> _Your goal_
Please copy the material below line for line, without changing anything.

(Dataset items)

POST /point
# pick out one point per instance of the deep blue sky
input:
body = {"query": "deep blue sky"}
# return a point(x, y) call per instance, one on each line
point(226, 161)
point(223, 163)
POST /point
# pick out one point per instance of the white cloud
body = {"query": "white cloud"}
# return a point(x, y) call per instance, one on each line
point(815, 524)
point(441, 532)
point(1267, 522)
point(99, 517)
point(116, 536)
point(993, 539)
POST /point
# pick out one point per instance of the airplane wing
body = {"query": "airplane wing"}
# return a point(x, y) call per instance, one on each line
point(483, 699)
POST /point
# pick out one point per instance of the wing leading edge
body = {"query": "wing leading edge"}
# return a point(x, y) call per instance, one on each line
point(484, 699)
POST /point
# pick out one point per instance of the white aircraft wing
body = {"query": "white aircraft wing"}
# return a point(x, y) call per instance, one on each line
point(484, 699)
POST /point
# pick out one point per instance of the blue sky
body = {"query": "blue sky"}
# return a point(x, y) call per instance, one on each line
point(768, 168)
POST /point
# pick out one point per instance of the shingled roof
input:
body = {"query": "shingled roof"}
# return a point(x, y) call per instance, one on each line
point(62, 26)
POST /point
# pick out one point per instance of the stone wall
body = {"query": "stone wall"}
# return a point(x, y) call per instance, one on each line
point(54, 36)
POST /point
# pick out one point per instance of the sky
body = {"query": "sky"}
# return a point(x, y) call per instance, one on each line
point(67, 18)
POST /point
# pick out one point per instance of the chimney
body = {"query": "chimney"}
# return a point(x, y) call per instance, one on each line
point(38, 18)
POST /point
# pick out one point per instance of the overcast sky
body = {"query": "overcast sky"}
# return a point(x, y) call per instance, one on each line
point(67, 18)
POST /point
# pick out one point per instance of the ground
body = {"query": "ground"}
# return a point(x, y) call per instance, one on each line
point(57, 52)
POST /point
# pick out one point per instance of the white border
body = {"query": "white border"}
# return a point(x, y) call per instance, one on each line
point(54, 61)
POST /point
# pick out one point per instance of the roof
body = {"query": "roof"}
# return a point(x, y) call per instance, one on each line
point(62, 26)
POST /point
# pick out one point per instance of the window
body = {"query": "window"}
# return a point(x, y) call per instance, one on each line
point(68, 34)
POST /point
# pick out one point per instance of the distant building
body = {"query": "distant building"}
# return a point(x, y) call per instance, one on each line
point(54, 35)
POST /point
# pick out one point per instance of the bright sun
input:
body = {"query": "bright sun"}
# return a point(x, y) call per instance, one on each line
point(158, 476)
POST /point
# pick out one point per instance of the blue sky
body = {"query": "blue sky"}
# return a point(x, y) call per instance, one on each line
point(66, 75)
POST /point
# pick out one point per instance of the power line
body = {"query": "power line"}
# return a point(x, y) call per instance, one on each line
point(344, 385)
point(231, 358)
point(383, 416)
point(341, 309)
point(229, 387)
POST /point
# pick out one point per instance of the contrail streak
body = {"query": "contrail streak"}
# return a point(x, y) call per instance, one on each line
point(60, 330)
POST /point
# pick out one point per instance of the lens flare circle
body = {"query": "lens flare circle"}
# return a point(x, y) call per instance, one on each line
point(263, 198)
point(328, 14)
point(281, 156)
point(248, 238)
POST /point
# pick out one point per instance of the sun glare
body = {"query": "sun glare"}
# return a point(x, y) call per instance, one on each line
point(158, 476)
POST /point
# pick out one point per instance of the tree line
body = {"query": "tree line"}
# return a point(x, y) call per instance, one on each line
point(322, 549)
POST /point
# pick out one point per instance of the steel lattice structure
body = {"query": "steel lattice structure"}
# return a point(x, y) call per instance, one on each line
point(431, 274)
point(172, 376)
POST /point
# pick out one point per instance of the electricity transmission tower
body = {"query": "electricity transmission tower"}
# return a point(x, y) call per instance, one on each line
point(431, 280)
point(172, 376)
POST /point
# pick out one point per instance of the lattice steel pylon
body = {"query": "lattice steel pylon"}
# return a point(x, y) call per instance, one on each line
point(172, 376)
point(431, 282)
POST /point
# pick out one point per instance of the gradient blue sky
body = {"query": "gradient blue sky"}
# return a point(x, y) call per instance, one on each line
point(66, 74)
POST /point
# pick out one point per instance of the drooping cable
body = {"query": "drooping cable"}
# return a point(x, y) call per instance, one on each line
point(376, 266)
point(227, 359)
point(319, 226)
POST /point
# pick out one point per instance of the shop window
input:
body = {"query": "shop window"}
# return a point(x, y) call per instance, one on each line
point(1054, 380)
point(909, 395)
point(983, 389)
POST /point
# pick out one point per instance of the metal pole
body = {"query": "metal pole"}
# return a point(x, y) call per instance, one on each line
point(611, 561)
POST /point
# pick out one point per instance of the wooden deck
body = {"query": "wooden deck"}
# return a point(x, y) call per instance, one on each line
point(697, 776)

> _Output_
POST /point
# pick out one point per instance of the deep blue sky
input:
body = {"query": "deep blue sky"}
# return a point(x, y) call per instance, one on each line
point(226, 161)
point(223, 163)
POST /point
# pick out one point per instance of the white cloud
body = {"query": "white cloud"}
# return a point(x, y) call per instance, one on each line
point(815, 524)
point(441, 532)
point(1267, 522)
point(99, 517)
point(116, 536)
point(993, 539)
POST /point
# pick out one point per instance of the airplane wing
body = {"query": "airplane wing"}
# return a point(x, y) call per instance, one on each line
point(483, 699)
POST /point
# pick out one point per instance of the wing leading edge
body = {"query": "wing leading edge"}
# return a point(x, y) call per instance, one on each line
point(484, 699)
POST /point
# pick out one point per instance of the white aircraft wing
body = {"query": "white aircraft wing"}
# return a point(x, y) call per instance, one on each line
point(484, 699)
POST /point
# pick out one point per instance of the blue sky
body = {"query": "blue sky"}
# return a point(x, y) call per instance, one on each line
point(768, 168)
POST /point
# pick out one point per instance of the shingled roof
input:
body = {"query": "shingled roof"}
# return a point(x, y) call per instance, one on each line
point(62, 26)
POST /point
# pick out one point per instance of the stone wall
body = {"query": "stone wall"}
# return a point(x, y) call per instance, one on each line
point(54, 36)
POST /point
# pick out one point per instance of the sky
body = {"query": "sky"}
# return a point(x, y) call per instance, one on each line
point(67, 18)
POST /point
# pick out one point per instance of the chimney
body = {"query": "chimney"}
# return a point(x, y) call per instance, one on each line
point(38, 18)
POST /point
# pick out one point per instance of the overcast sky
body = {"query": "overcast sky"}
# return a point(x, y) call per instance, one on each line
point(67, 18)
POST /point
# pick out one point per instance of the ground
body = {"query": "ground"}
# return a point(x, y) call per instance, one on each line
point(57, 52)
POST /point
# pick out one point per instance of the white border
body = {"query": "white border"}
# return a point(x, y) call per instance, one on each line
point(54, 61)
POST /point
# pick out one point per instance of the roof
body = {"query": "roof"}
# return a point(x, y) call per instance, one on each line
point(62, 26)
POST /point
# pick out one point per instance of the window
body = {"query": "window"}
# return a point(x, y) call per instance, one on each line
point(68, 34)
POST /point
# pick out one point per instance of the distant building
body = {"query": "distant building"}
# return a point(x, y) call per instance, one on each line
point(54, 35)
POST /point
# pick out one point per instance of the bright sun
input:
body = {"query": "bright sun"}
# return a point(x, y) call per instance, one on each line
point(158, 476)
POST /point
# pick out one point per instance of the blue sky
body = {"query": "blue sky"}
# return a point(x, y) call per instance, one on each line
point(66, 75)
POST /point
# pick out one point per instance of the power line
body = {"query": "power line"}
# return a point(x, y) call per instance, one on each line
point(344, 385)
point(231, 358)
point(383, 416)
point(341, 309)
point(229, 387)
POST /point
# pick out one point per instance of the contrail streak
body = {"query": "contrail streak"}
# return a point(x, y) call per instance, one on each line
point(60, 330)
POST /point
# pick out one point per instance of the lens flare circle
body = {"query": "lens flare circle"}
# return a point(x, y) call per instance, one on each line
point(263, 198)
point(328, 14)
point(281, 156)
point(248, 238)
POST /point
# pick out one point per instance of the sun glare
body = {"query": "sun glare"}
# return a point(x, y) call per instance, one on each line
point(158, 476)
POST /point
# pick out one point per instance of the tree line
body = {"query": "tree line"}
# return a point(x, y) call per instance, one on each line
point(322, 549)
POST /point
# pick out one point per instance of the steel lattice structure
body = {"query": "steel lattice structure"}
# return a point(x, y) call per instance, one on each line
point(431, 274)
point(172, 376)
POST /point
# pick out one point per instance of the electricity transmission tower
body = {"query": "electricity transmission tower"}
# return a point(x, y) call per instance, one on each line
point(431, 280)
point(172, 376)
POST /point
# pick out one point per instance of the lattice steel pylon
body = {"query": "lattice steel pylon"}
# return a point(x, y) call per instance, one on each line
point(172, 376)
point(431, 282)
POST /point
# pick out one point per instance of the gradient blue sky
body = {"query": "gradient blue sky"}
# return a point(x, y) call per instance, one on each line
point(66, 74)
POST /point
# pick out one point per instance of the drooping cable
body = {"query": "drooping cable"}
# return a point(x, y) call per instance, one on each line
point(376, 266)
point(227, 359)
point(319, 226)
POST /point
# pick out one point per instance of the shop window
input:
body = {"query": "shop window"}
# return a point(x, y) call per instance, one on each line
point(1054, 380)
point(909, 395)
point(983, 389)
POST /point
# pick out one point per instance of the metal pole
body = {"query": "metal pole"}
# return a point(x, y) call per instance, one on each line
point(611, 561)
POST /point
# pick out one point per instance of the wooden deck
body = {"query": "wooden deck"}
# return a point(x, y) call per instance, one on each line
point(697, 776)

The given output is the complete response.